*** Records shown ***

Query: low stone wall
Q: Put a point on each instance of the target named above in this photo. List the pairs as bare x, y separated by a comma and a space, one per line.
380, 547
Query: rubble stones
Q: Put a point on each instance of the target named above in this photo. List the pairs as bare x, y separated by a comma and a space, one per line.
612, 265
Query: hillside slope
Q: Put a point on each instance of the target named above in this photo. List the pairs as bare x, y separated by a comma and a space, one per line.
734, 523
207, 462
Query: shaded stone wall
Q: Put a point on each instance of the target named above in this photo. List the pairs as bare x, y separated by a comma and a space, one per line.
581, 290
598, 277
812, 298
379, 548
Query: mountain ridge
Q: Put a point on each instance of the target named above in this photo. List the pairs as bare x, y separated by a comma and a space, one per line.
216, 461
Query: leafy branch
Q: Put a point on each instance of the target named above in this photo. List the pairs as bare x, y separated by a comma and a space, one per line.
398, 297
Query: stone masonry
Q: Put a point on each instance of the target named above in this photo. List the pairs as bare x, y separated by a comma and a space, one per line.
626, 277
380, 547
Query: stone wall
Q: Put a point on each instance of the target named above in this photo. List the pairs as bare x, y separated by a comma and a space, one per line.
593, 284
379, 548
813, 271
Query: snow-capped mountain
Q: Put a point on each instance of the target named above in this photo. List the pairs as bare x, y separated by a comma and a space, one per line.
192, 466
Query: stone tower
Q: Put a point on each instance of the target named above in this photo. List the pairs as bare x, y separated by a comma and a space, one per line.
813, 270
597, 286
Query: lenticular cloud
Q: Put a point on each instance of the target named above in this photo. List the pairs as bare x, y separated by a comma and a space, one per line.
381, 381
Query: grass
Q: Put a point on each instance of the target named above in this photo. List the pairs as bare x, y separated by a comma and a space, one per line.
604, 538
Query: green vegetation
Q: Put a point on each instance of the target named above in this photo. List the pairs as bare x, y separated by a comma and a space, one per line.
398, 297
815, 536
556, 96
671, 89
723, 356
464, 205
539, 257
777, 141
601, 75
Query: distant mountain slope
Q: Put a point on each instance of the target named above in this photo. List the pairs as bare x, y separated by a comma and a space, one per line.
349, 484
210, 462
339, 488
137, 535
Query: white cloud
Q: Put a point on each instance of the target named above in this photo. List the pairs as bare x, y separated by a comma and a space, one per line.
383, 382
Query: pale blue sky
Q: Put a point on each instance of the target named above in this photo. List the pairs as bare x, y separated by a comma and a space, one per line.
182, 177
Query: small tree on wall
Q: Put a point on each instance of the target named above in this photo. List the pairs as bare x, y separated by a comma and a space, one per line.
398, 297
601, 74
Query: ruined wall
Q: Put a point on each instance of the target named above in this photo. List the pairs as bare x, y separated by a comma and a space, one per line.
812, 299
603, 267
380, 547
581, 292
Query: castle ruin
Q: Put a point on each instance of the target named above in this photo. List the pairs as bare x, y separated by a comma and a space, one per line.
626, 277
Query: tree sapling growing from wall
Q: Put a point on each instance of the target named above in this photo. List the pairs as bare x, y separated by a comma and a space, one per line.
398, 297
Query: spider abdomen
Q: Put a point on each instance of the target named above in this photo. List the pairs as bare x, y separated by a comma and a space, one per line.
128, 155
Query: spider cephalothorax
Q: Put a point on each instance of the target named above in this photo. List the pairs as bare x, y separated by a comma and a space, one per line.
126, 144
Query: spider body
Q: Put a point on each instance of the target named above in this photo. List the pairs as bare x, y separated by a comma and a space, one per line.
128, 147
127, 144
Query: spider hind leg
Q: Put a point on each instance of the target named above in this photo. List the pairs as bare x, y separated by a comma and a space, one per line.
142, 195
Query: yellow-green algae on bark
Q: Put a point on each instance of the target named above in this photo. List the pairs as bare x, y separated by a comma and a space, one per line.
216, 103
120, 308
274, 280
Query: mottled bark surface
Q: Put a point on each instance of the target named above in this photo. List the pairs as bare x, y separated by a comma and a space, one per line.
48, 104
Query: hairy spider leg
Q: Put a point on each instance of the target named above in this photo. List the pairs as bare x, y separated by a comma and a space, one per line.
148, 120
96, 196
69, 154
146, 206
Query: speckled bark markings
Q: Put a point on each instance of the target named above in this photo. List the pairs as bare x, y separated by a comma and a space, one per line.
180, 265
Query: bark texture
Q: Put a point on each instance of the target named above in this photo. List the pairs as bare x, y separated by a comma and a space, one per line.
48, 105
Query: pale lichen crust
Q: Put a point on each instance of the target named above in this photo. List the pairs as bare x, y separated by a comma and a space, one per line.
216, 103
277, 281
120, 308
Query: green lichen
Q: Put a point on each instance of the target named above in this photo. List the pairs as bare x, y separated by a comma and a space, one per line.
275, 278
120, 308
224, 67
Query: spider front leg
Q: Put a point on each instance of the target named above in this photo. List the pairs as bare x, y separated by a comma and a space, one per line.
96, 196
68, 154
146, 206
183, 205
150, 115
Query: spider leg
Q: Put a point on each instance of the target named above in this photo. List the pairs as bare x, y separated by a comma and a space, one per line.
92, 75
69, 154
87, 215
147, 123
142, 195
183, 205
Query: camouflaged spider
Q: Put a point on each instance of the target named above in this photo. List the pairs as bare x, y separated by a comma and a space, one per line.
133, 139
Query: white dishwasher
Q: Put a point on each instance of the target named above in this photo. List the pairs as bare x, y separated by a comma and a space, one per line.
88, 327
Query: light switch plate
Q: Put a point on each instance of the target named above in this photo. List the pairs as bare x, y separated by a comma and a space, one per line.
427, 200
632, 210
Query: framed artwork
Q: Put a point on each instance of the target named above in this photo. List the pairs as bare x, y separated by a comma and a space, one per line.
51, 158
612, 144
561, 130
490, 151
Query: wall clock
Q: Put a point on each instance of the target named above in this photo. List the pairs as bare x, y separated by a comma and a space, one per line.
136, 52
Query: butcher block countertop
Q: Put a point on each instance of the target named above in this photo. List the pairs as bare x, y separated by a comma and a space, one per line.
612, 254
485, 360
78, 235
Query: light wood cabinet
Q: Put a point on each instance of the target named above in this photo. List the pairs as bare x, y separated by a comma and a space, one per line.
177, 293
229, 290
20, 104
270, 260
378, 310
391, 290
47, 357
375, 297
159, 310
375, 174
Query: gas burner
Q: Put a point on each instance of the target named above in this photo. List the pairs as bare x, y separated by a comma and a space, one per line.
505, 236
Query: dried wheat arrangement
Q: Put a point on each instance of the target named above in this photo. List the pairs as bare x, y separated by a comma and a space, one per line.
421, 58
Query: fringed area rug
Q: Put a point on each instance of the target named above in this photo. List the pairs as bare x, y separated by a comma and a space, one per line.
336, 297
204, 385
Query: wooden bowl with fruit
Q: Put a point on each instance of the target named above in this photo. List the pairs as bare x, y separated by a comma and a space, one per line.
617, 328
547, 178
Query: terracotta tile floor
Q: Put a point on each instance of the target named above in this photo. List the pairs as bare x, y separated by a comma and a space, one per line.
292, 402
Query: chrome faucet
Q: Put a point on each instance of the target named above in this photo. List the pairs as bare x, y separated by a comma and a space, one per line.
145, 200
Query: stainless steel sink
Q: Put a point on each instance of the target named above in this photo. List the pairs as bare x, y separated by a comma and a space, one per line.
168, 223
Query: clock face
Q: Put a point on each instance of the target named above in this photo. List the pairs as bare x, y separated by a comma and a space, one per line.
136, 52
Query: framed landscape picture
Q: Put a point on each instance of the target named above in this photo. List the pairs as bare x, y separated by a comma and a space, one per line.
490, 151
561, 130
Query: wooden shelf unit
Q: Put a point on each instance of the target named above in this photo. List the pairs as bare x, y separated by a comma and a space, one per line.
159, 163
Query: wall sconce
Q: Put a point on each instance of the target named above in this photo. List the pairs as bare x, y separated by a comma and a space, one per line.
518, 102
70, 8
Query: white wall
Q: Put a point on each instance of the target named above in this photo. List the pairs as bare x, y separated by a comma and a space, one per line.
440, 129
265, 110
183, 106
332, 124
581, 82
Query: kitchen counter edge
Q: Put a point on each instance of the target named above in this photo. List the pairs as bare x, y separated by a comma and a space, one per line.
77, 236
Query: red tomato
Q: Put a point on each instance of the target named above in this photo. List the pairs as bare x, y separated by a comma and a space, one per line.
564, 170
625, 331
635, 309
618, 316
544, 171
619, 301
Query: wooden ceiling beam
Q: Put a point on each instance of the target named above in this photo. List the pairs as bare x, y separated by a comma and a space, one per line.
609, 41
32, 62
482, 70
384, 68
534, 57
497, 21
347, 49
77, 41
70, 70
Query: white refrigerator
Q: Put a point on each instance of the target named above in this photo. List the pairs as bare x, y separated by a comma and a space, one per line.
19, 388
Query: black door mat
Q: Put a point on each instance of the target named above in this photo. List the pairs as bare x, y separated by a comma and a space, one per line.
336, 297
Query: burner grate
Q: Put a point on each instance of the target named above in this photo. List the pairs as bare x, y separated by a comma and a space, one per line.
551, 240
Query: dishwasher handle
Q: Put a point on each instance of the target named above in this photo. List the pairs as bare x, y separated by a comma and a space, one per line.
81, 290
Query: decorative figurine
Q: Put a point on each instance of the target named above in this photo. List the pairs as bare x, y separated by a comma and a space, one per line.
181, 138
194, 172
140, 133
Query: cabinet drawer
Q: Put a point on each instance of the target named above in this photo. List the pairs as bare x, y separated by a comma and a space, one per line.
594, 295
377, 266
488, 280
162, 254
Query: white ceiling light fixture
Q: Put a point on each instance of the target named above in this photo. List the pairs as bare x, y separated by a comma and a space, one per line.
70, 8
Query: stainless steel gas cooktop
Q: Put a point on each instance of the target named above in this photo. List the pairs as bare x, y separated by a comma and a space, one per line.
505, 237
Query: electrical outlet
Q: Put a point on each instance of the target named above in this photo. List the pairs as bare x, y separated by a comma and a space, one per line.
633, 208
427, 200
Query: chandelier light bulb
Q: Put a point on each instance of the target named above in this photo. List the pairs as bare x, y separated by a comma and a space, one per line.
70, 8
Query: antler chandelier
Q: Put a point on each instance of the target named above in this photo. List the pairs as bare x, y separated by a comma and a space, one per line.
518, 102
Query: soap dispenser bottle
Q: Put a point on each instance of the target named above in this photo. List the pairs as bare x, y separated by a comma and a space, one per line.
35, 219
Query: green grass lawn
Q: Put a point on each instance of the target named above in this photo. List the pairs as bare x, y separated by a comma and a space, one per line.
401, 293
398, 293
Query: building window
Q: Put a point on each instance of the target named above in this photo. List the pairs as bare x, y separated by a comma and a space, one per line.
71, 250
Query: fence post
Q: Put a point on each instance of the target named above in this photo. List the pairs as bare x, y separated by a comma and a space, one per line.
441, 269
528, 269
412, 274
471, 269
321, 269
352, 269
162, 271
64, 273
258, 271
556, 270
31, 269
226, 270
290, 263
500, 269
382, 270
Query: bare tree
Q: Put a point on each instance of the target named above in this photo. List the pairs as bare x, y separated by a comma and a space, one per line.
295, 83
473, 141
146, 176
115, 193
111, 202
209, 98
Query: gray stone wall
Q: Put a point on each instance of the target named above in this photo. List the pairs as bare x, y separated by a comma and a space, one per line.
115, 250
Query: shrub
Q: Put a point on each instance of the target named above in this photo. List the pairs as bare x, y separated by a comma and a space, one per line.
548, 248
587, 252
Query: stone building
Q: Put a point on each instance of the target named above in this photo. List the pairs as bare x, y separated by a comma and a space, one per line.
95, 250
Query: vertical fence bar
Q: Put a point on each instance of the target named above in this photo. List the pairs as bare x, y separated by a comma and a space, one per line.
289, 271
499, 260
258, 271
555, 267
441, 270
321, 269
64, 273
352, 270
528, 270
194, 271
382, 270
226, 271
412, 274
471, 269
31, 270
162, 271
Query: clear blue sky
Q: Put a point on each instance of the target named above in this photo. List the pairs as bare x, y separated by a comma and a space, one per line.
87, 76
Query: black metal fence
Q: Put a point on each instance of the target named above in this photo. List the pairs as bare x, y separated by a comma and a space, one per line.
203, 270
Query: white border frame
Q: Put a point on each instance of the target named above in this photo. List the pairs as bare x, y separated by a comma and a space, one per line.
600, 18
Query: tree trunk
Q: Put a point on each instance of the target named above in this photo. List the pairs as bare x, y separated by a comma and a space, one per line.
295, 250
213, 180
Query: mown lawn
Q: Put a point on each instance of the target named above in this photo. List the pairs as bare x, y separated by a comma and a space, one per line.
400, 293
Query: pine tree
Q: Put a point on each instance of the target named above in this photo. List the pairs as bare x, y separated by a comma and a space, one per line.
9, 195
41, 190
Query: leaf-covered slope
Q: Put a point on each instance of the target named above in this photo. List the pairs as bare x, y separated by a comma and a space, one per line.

*** End of Records shown ***

How to complete this task: Go through the records above and copy each line where "steel" is found.

Solution for this problem:
Query: stainless steel sink
Query: stainless steel gas cooktop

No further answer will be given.